AUFGABENSTELLUNG – Gib aus den folgenden Daten nur die Zeilen von der Zeile mit „Plan a grasp for the man's thigh.“ bis zur Zeile mit „[193,453,218,475]“ unverändert aus, beide Grenzzeilen eingeschlossen.

ARBEITSMATERIAL –
——
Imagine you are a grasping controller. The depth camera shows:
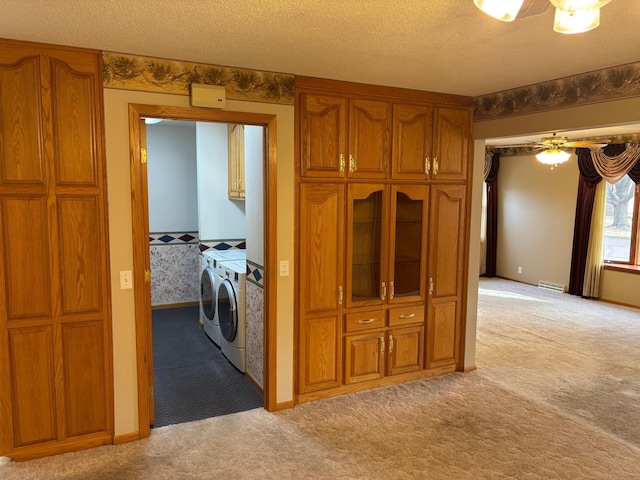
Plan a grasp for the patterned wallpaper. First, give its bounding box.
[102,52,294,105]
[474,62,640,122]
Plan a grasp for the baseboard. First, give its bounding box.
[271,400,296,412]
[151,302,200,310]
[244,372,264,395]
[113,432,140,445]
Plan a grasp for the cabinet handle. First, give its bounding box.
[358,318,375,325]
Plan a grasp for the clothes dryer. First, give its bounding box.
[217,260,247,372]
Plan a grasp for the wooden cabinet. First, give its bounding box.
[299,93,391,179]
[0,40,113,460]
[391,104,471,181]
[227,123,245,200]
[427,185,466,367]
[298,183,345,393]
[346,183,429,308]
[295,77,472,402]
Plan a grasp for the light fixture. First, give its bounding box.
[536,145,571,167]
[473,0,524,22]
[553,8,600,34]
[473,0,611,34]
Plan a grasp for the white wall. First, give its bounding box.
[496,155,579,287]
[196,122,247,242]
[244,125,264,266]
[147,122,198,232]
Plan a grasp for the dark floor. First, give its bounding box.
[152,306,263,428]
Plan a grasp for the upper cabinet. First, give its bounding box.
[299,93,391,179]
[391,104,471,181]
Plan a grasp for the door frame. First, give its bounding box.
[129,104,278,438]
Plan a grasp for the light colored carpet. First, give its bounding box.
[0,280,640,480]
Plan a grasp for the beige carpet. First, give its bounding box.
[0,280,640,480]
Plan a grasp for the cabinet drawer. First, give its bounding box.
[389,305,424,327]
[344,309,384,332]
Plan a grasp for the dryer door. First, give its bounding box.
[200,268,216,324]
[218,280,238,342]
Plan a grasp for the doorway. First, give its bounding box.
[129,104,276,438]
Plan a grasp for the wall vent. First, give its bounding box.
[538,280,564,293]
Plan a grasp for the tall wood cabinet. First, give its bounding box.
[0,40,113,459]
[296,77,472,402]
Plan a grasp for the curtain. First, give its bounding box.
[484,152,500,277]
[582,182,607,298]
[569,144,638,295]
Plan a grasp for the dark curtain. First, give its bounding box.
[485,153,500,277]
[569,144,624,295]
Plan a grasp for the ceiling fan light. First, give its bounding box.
——
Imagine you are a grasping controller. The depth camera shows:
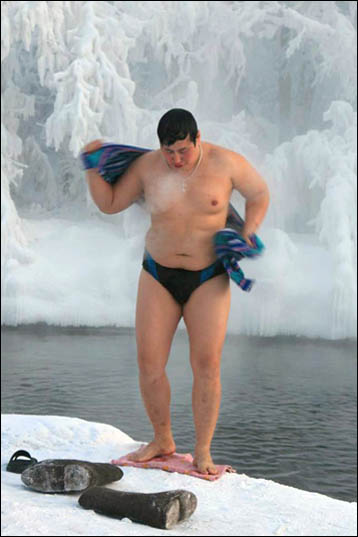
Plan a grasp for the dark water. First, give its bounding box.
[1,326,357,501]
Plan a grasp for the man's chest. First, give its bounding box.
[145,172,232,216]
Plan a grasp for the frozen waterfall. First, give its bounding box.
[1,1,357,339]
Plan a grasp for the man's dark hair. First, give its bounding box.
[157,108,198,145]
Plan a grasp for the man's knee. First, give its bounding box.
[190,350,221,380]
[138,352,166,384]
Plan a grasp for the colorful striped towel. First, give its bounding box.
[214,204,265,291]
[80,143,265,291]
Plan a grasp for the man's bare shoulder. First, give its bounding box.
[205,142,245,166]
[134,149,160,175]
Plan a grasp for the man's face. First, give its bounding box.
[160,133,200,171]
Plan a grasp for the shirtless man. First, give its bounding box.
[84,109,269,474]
——
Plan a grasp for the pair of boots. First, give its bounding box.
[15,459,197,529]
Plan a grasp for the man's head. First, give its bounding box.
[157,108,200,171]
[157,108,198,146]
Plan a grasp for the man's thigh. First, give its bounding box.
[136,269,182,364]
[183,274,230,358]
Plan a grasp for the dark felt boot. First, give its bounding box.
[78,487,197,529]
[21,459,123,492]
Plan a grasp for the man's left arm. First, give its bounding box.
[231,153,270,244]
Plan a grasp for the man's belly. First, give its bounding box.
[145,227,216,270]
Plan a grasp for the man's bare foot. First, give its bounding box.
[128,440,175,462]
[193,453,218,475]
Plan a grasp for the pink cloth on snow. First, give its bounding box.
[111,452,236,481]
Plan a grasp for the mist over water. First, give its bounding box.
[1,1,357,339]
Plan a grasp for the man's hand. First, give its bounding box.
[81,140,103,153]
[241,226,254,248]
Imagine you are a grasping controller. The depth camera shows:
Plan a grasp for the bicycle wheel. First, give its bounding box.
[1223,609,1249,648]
——
ERGEBNIS –
Plan a grasp for the man's thigh. First, give its bounding box.
[136,269,182,364]
[183,274,230,358]
Plan a grasp for the dark felt boot. First, give its bounding box.
[78,487,197,529]
[21,459,123,492]
Plan a grasp for the man's left arm. First, give its bounding box.
[231,153,270,244]
Plan a grasp for the man's belly. First, give its bounding box.
[145,227,216,270]
Plan a grasp for the man's bare foot. First, give its bounding box.
[128,440,175,462]
[193,453,218,475]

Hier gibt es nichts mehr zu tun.